→ What the exercise asks
Reproduce the rows below word for word, starting with their first line and going on through the line that contains "top-left (484, 161), bottom-right (921, 540)", both included. Leave the pictures out.

→ Task input
## START

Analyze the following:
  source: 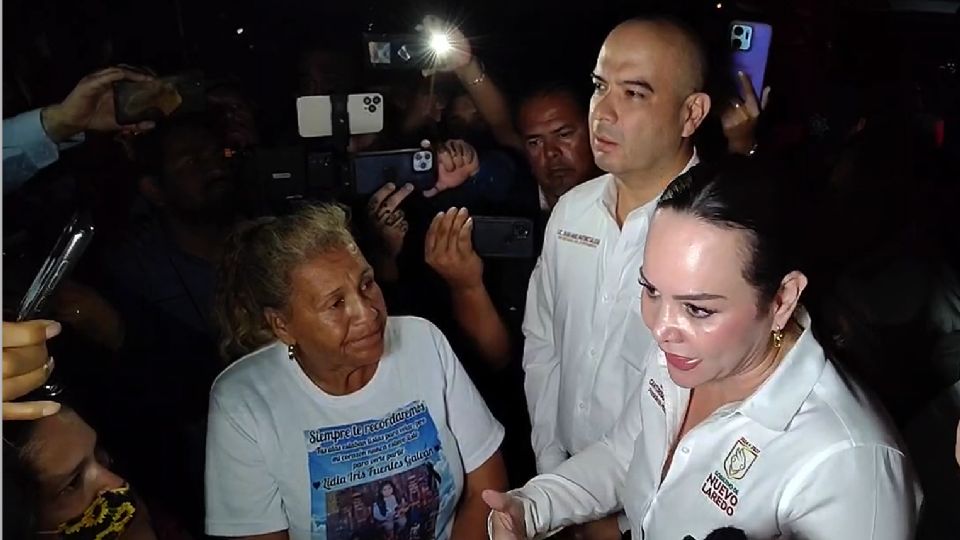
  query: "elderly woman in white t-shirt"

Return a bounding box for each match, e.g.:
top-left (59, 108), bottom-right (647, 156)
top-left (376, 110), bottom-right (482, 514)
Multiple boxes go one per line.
top-left (206, 205), bottom-right (506, 540)
top-left (484, 161), bottom-right (921, 540)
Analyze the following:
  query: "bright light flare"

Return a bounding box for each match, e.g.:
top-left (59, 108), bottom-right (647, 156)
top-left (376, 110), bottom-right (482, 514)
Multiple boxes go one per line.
top-left (430, 32), bottom-right (453, 56)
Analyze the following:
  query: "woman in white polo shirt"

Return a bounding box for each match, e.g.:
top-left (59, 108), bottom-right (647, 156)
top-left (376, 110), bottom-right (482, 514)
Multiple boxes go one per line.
top-left (484, 160), bottom-right (921, 540)
top-left (206, 205), bottom-right (506, 540)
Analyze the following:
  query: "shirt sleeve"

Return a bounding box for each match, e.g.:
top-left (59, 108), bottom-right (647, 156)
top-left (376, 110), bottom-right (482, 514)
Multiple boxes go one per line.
top-left (512, 382), bottom-right (643, 535)
top-left (205, 389), bottom-right (289, 537)
top-left (523, 210), bottom-right (569, 473)
top-left (778, 446), bottom-right (922, 540)
top-left (3, 109), bottom-right (83, 193)
top-left (430, 324), bottom-right (504, 473)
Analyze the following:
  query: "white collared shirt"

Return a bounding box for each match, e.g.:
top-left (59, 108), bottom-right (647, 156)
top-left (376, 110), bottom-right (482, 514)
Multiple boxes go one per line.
top-left (523, 151), bottom-right (699, 472)
top-left (514, 320), bottom-right (921, 540)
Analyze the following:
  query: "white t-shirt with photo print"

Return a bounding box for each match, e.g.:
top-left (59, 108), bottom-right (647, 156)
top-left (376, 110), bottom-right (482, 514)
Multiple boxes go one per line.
top-left (206, 317), bottom-right (504, 540)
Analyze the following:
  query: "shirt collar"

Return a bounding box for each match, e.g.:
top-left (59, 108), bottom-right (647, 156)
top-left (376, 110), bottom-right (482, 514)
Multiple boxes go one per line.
top-left (597, 147), bottom-right (700, 221)
top-left (737, 308), bottom-right (827, 431)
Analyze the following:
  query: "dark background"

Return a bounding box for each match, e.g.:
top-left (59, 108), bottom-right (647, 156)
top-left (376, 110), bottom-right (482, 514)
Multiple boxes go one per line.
top-left (3, 0), bottom-right (960, 133)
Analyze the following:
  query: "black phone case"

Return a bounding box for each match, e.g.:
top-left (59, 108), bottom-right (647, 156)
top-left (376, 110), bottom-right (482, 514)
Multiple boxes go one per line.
top-left (473, 216), bottom-right (535, 259)
top-left (351, 148), bottom-right (439, 195)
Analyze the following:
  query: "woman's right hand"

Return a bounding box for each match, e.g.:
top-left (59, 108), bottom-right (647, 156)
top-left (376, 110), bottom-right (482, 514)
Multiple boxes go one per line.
top-left (3, 320), bottom-right (60, 420)
top-left (483, 489), bottom-right (529, 540)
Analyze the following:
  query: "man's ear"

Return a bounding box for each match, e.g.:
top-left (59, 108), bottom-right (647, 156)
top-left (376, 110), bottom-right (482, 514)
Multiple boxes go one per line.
top-left (682, 92), bottom-right (710, 139)
top-left (139, 175), bottom-right (166, 207)
top-left (770, 271), bottom-right (807, 330)
top-left (263, 308), bottom-right (297, 345)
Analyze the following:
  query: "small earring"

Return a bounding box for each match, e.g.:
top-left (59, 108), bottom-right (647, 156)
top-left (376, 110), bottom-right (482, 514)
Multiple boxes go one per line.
top-left (772, 326), bottom-right (783, 349)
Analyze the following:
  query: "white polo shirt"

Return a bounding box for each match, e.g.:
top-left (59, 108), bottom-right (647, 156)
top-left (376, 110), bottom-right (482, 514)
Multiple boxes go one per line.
top-left (523, 152), bottom-right (699, 472)
top-left (514, 320), bottom-right (921, 540)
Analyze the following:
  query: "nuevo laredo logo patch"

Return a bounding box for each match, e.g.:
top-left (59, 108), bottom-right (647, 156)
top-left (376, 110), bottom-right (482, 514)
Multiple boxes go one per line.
top-left (557, 229), bottom-right (600, 248)
top-left (700, 437), bottom-right (760, 516)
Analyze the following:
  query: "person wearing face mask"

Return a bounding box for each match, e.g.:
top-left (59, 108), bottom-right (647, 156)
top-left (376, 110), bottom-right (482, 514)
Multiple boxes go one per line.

## END

→ Result for this exercise
Analyze the following:
  source: 
  query: "elderly woman in white t-shirt"

Return a bounding box for each match, e.g.:
top-left (59, 108), bottom-right (647, 156)
top-left (376, 110), bottom-right (482, 514)
Multiple boxes go one per line.
top-left (206, 205), bottom-right (506, 540)
top-left (484, 161), bottom-right (921, 540)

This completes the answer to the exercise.